Passage provided:
____________
When I arrive here, that sense of being busy that I have in Paris lifts.  There are hours to fill each day even though I continue going to meetings and doing my step work.  It definitely feels like vacation.  Probably mostly because there isn’t a sense of purpose and direction that’s given by all of the things to get done in order to get my life pulled together, and which tend to stress me.  Peter doesn’t get that I’m on vacation here.  I wish he did, because then he'd understand that much better how much I appreciate these trips. To him my free time here is an extension of my free time in Paris--it’s all of the time because I don’t work.  He works hard and he works long hours.  His company owes him a month off for all of the overtime he’s put in this year.  I guess it doesn’t really matter how he perceives my time and my use of it, it’s just that coming here makes me think about it.  It makes me feel like I should be putting better use to my time in Paris.
____________
Supplied information:
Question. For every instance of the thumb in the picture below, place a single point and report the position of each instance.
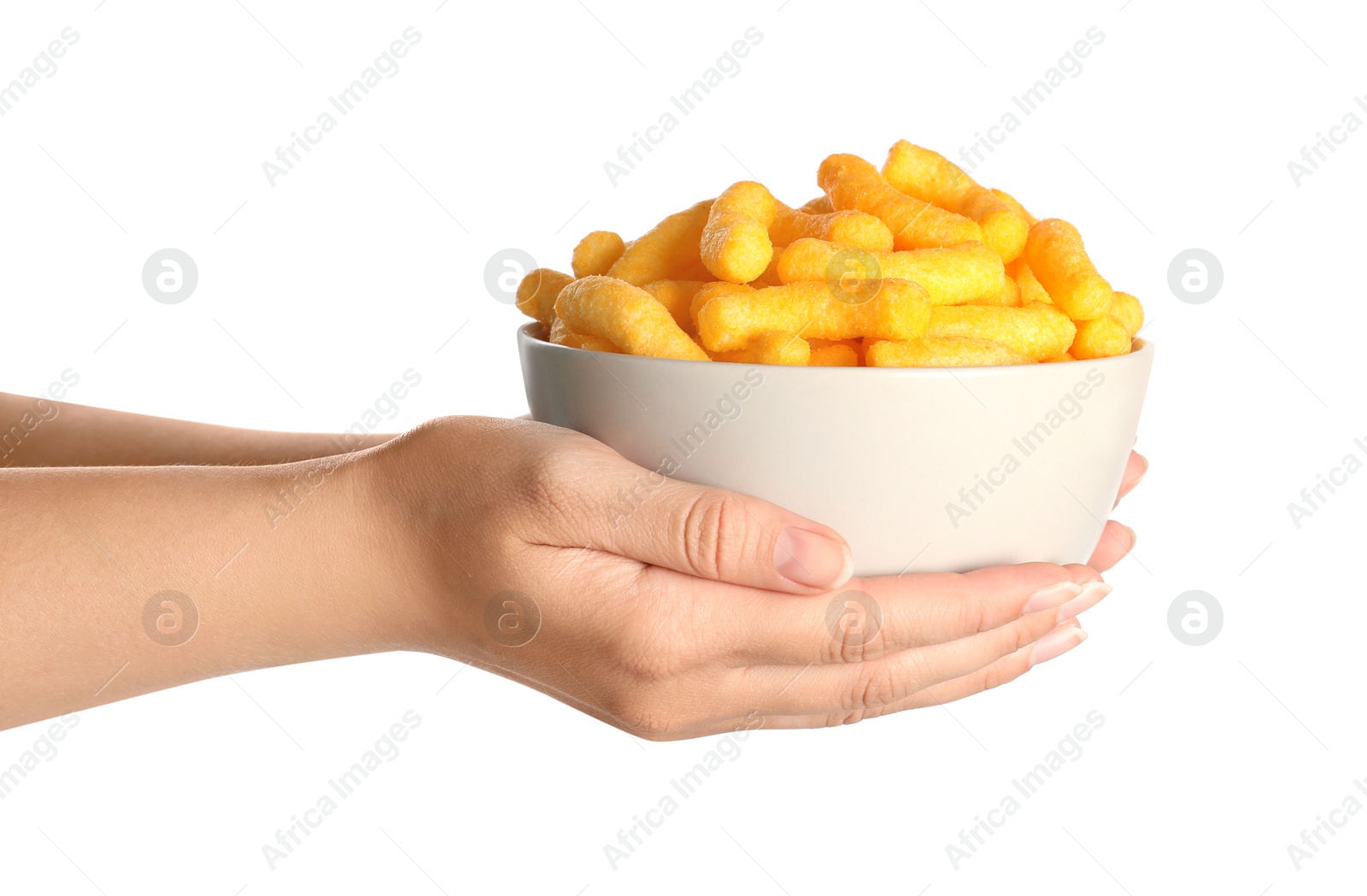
(729, 537)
____________
Work to do:
**A.** In the passage about vacation and free time, what does Peter's company owe him?
**B.** Resume the passage about vacation and free time, picking up after its final sentence.

In response:
**A.** A month off for all of the overtime he's put in this year.

**B.**
In the program, we we remind each other and ourselves when we get stuck that you can start your day, week, month, life, over any time.  Each time I come here, I become deeply relaxed, feel balanced, and full of energy, and I make big plans for starting over.  But there’s a big difference between making plans, and starting over.  Plans are for the future, they aren’t about being here in the moment.  Last winter when I was here, I spent an entire night awake in bed, tormented by a sense of failure, counting all of the years I had not been doing my photography, thinking of all the opportunities that had been missed, feeling that alcoholism and bipolar disorder had robbed me of my life.  Self-pity is something that alcoholics can ill afford: “Poor me, poor me, pour me a drink.”  So I went to the other extreme and spent a second night wide awake in exilieration, with a new sense of hope, planning out and visualising a number of series of photos.  I panned out how many images I could make per year, how many series I could complete.  I was going to make up for lost time!  The plan was too monumentalm and in the year since then, I haven’t made any progress on my shooting at all.  First I need to make my objectives realistic, and then use another program tool, which is to break up a seemingly insurmountable task into a number of smaller surmountable tasks.  Even that can be easier said than done.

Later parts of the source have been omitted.